■ **Activity**
Restate the data that follows exactly as it stands, beginning with the first line and ending with the line that contains "of the thorny".
------------------------
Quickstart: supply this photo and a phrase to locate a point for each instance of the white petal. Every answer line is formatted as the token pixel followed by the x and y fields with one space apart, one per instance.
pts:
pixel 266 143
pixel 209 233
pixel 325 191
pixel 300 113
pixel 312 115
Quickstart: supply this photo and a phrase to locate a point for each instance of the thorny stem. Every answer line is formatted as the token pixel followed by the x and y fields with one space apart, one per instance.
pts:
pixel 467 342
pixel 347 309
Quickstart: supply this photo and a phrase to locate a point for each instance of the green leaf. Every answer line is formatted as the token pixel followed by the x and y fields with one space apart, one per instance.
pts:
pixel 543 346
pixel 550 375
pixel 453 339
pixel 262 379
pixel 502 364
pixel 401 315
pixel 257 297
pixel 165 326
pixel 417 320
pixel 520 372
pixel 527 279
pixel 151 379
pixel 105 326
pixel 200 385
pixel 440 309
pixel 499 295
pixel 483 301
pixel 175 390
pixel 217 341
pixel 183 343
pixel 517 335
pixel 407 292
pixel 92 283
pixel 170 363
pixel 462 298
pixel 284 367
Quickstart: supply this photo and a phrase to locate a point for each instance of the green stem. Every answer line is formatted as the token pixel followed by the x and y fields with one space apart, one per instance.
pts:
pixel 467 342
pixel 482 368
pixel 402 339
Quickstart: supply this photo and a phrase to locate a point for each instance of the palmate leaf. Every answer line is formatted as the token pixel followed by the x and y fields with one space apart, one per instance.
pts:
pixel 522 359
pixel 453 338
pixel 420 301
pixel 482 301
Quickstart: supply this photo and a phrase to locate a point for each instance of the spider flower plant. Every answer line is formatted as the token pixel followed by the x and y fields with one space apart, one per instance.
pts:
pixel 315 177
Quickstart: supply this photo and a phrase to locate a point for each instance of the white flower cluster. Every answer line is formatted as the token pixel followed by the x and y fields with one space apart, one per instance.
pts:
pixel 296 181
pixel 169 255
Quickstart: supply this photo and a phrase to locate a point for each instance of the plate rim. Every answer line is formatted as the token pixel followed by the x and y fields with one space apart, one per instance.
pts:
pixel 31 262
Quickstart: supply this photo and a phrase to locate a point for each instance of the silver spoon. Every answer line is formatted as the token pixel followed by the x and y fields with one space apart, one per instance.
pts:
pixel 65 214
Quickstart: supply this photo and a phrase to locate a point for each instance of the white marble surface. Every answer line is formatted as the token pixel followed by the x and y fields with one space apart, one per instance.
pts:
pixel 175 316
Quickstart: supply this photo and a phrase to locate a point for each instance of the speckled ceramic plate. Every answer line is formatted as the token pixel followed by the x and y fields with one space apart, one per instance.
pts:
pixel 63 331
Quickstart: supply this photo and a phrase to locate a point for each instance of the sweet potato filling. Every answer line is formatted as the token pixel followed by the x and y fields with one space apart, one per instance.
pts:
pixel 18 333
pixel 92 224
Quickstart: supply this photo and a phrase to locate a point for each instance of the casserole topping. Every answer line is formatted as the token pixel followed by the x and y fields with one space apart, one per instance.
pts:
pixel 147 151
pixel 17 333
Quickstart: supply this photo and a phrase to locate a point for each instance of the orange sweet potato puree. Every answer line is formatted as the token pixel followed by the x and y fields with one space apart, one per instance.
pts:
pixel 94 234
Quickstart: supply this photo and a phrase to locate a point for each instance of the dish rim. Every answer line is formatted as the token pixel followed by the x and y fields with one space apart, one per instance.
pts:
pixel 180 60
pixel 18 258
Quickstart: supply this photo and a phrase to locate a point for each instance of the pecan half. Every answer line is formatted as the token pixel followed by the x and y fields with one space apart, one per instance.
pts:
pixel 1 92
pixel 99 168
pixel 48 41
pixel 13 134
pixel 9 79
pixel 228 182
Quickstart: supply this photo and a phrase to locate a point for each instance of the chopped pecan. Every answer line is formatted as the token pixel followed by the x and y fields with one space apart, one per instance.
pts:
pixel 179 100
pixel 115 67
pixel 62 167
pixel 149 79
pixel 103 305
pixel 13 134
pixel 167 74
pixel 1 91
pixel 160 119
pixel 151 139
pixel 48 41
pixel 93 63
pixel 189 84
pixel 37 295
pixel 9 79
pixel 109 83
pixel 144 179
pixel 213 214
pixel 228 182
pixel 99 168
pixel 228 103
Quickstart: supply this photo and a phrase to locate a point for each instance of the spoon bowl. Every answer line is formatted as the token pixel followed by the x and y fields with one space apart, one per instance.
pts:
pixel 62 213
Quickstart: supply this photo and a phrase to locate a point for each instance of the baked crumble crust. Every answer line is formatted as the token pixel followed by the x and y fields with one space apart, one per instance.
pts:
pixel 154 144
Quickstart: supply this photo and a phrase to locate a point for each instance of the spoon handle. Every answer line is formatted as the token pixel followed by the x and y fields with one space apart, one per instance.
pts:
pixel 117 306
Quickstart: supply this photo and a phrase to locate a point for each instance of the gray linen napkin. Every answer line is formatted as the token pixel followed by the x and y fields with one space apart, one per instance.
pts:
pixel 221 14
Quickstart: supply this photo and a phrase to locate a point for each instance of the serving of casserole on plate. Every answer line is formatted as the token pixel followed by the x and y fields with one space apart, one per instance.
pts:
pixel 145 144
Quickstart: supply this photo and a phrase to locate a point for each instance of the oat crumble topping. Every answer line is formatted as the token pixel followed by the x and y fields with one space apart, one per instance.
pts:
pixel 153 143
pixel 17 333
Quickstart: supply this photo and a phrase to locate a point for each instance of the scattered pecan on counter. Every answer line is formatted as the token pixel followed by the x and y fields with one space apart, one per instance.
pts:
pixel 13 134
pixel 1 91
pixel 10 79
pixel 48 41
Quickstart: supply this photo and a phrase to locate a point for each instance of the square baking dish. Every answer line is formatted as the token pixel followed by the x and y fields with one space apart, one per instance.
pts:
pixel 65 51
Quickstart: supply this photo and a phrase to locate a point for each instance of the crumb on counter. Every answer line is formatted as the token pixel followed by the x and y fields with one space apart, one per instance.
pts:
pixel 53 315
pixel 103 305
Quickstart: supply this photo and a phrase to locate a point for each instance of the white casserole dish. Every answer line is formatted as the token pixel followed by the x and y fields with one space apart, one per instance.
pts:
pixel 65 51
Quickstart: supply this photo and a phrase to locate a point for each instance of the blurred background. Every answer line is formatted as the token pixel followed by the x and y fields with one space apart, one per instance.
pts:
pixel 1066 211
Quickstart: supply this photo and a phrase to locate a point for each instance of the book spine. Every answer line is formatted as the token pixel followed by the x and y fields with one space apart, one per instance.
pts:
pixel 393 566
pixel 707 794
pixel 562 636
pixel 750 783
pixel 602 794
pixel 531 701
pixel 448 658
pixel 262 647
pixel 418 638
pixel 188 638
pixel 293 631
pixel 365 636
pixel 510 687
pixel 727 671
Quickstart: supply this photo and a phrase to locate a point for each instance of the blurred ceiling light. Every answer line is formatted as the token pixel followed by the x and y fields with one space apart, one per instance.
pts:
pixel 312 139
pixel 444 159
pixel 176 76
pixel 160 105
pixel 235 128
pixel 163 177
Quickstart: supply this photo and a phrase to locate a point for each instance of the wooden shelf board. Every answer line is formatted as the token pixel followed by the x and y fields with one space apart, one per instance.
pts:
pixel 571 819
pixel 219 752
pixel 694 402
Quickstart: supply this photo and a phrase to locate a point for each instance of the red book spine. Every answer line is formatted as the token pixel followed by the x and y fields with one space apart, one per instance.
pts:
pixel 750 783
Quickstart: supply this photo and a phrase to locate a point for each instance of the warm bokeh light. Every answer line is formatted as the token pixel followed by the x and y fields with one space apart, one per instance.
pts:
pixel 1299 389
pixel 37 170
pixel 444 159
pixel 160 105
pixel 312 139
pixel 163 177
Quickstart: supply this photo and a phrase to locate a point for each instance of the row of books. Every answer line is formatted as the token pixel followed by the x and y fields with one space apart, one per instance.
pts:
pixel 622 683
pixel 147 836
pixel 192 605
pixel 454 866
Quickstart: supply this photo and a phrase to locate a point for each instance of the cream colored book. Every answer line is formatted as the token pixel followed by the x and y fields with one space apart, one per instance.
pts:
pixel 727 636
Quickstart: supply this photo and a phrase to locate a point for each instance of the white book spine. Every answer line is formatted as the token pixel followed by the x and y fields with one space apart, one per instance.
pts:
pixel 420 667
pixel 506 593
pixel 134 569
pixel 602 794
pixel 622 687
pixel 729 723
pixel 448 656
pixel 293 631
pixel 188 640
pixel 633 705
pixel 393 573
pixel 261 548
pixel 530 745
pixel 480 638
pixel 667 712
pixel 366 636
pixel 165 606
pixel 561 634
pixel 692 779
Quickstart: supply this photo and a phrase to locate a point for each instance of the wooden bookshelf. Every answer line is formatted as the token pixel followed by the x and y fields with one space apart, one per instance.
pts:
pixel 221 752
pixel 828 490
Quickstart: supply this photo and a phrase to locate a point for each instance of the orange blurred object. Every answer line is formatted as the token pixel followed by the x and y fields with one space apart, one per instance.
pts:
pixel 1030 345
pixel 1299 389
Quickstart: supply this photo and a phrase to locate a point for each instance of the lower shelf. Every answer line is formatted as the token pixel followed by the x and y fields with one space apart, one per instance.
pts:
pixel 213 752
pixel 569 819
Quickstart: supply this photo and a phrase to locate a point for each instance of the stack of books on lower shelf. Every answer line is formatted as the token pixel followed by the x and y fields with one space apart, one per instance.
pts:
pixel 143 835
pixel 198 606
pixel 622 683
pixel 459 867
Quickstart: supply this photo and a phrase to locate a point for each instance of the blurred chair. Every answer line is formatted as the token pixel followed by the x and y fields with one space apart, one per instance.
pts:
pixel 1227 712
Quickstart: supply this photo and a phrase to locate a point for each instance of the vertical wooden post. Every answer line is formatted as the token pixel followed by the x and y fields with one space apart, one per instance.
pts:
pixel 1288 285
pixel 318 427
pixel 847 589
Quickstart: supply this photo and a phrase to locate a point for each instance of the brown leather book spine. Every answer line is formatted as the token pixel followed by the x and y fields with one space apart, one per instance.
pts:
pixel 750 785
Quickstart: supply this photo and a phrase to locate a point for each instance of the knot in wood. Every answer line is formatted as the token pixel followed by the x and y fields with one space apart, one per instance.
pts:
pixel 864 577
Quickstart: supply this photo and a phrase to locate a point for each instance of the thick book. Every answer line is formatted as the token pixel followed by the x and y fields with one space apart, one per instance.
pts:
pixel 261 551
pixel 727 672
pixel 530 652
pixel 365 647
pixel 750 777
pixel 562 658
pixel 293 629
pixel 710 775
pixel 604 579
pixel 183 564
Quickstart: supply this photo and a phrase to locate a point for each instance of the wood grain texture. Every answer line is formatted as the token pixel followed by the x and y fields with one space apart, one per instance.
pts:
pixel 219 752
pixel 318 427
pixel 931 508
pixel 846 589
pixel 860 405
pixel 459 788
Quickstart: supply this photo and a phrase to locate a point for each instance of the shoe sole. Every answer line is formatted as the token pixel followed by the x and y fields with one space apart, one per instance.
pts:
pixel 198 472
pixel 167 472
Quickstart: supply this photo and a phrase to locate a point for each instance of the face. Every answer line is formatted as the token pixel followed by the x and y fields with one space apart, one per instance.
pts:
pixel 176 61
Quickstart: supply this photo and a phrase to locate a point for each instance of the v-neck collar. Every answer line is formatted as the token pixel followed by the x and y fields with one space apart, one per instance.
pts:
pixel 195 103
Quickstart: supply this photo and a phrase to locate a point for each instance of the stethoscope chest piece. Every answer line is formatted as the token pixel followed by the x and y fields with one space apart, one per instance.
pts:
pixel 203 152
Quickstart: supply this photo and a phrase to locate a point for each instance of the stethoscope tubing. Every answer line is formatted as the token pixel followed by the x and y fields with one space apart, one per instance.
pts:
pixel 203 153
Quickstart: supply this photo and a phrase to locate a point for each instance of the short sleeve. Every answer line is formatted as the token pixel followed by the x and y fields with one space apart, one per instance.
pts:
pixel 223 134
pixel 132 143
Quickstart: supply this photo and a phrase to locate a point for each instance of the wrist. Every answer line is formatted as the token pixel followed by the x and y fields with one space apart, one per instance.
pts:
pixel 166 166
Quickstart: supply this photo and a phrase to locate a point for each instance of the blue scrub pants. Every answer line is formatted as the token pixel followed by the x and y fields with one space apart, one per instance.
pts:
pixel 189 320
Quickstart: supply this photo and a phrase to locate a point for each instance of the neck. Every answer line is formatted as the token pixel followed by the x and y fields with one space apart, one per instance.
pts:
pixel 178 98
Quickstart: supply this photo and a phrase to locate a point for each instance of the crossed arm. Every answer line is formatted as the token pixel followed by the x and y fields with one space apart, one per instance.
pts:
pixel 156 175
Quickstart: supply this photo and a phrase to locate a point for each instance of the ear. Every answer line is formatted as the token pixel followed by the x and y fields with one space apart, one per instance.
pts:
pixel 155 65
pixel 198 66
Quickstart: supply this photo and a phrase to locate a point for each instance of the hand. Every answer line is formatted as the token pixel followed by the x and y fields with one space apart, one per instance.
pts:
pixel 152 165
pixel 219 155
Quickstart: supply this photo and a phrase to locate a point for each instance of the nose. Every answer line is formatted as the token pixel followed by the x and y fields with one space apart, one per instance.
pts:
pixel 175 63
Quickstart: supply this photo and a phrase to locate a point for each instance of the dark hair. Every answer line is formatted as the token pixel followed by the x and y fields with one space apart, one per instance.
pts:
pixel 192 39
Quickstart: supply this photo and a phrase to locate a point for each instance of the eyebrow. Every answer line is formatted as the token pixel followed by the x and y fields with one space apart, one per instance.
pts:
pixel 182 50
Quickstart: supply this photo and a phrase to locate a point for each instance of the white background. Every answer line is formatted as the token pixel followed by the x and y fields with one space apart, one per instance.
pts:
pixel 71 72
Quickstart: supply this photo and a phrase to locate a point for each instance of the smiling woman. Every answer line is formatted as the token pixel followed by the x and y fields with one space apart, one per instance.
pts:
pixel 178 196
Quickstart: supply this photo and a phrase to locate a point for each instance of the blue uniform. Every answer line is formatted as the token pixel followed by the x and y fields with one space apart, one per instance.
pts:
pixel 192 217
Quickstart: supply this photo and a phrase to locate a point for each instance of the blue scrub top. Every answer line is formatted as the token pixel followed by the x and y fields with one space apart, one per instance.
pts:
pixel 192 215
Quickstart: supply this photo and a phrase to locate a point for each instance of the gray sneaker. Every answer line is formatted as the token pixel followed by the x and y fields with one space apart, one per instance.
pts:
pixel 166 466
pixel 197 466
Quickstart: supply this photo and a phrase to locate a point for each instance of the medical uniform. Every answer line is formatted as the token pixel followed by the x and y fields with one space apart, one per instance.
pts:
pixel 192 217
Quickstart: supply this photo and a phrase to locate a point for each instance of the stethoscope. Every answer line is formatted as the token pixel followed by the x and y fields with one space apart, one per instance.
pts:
------------------------
■ **Problem solution**
Quickstart: supply this photo and a phrase to locate a point for each instance of the white petal. Every answer line is formatted as the token pixel followed by the x and y fields with one space apart, one per instance.
pts:
pixel 266 143
pixel 209 233
pixel 325 191
pixel 300 113
pixel 312 115
Quickstart: supply this photo and a phrase to locate a point for each instance of the thorny stem. Every answer line is formatted as the token pixel followed by the x and y fields with one space apart, one per instance.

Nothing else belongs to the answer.